WHAT THE TASK REQUIRES
Extract every line of the records below verbatim, leaving out the pictures.

— START GIVEN RECORDS —

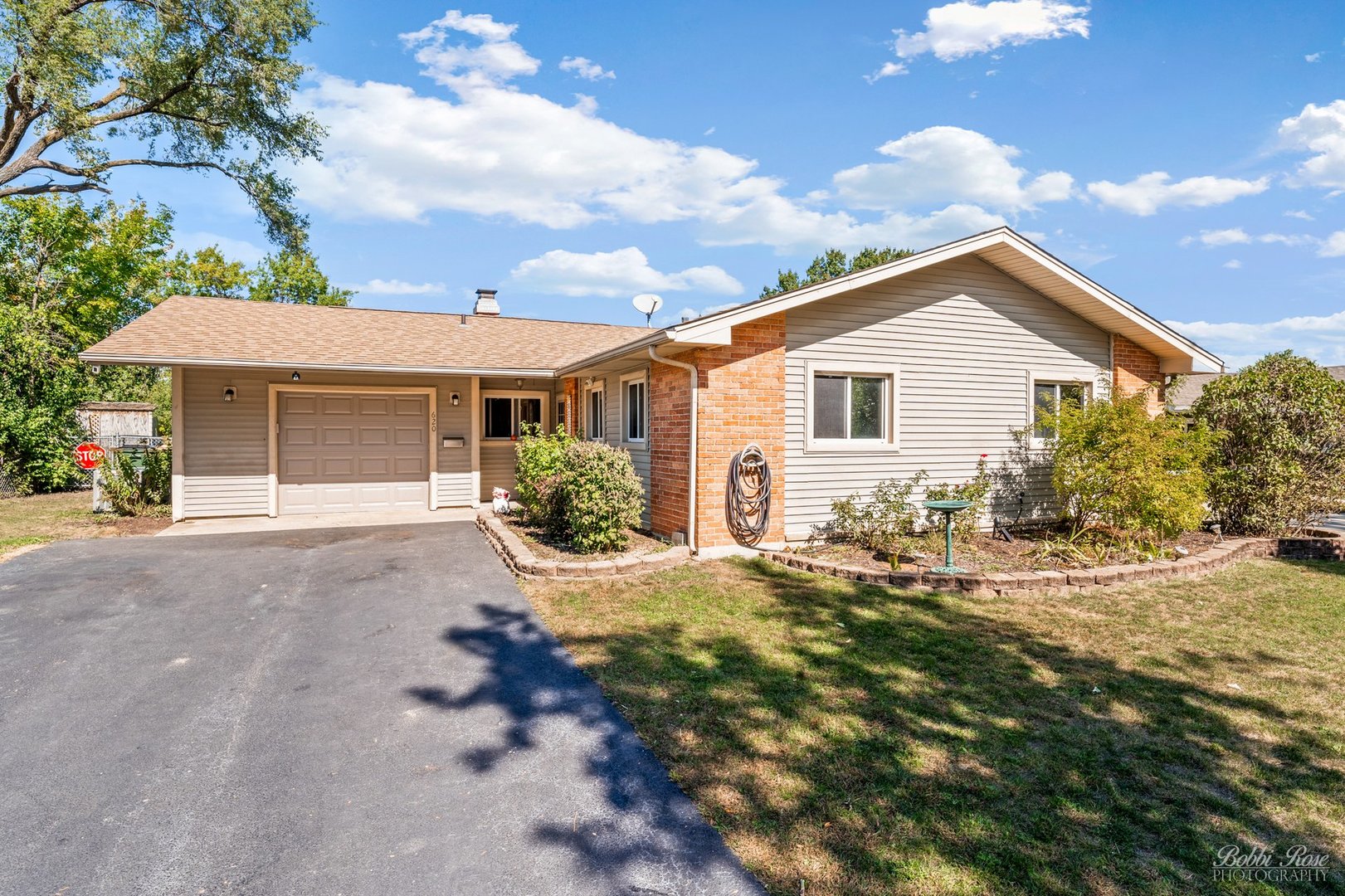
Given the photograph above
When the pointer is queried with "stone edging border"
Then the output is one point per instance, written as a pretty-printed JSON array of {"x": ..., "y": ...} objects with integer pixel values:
[
  {"x": 1021, "y": 584},
  {"x": 521, "y": 562}
]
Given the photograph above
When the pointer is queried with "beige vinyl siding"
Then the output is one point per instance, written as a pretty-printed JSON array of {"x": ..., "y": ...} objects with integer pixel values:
[
  {"x": 225, "y": 444},
  {"x": 966, "y": 338},
  {"x": 498, "y": 456}
]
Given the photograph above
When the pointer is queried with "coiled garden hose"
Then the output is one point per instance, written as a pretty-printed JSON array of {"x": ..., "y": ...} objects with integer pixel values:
[{"x": 748, "y": 495}]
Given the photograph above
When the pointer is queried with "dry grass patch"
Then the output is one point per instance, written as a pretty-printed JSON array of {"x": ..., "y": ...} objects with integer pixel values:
[
  {"x": 35, "y": 519},
  {"x": 849, "y": 739}
]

— END GIVEN RECORDS —

WORKED ANSWER
Given the photograph above
When the pointer is queried with "stone edging border"
Then the output is one point per instance, written as a pretty-printed JSON array of {"x": ..., "y": ...} objects with integer pixel values:
[
  {"x": 1021, "y": 584},
  {"x": 521, "y": 562}
]
Given the photograph above
When the pointer is queried with "beige vinyl siding"
Then the output is one point per instance, written as a pretty-printed JSON array of {"x": ..., "y": ...} objects with integer pixel values:
[
  {"x": 225, "y": 444},
  {"x": 966, "y": 338},
  {"x": 498, "y": 456}
]
Given the photograph above
When the pointer is queried with "coiled garden hose"
Then the output is one point per instance, written as a pretty-printed JSON array of {"x": ..., "y": ...} objects with integer pixel values:
[{"x": 748, "y": 495}]
Given the photograph above
When the pointer is queried with "dry grass patch"
Then the output is one point per instance, written as a pretty-printed JSON array of {"x": ..., "y": ...} objects with integer pixel values:
[
  {"x": 35, "y": 519},
  {"x": 849, "y": 739}
]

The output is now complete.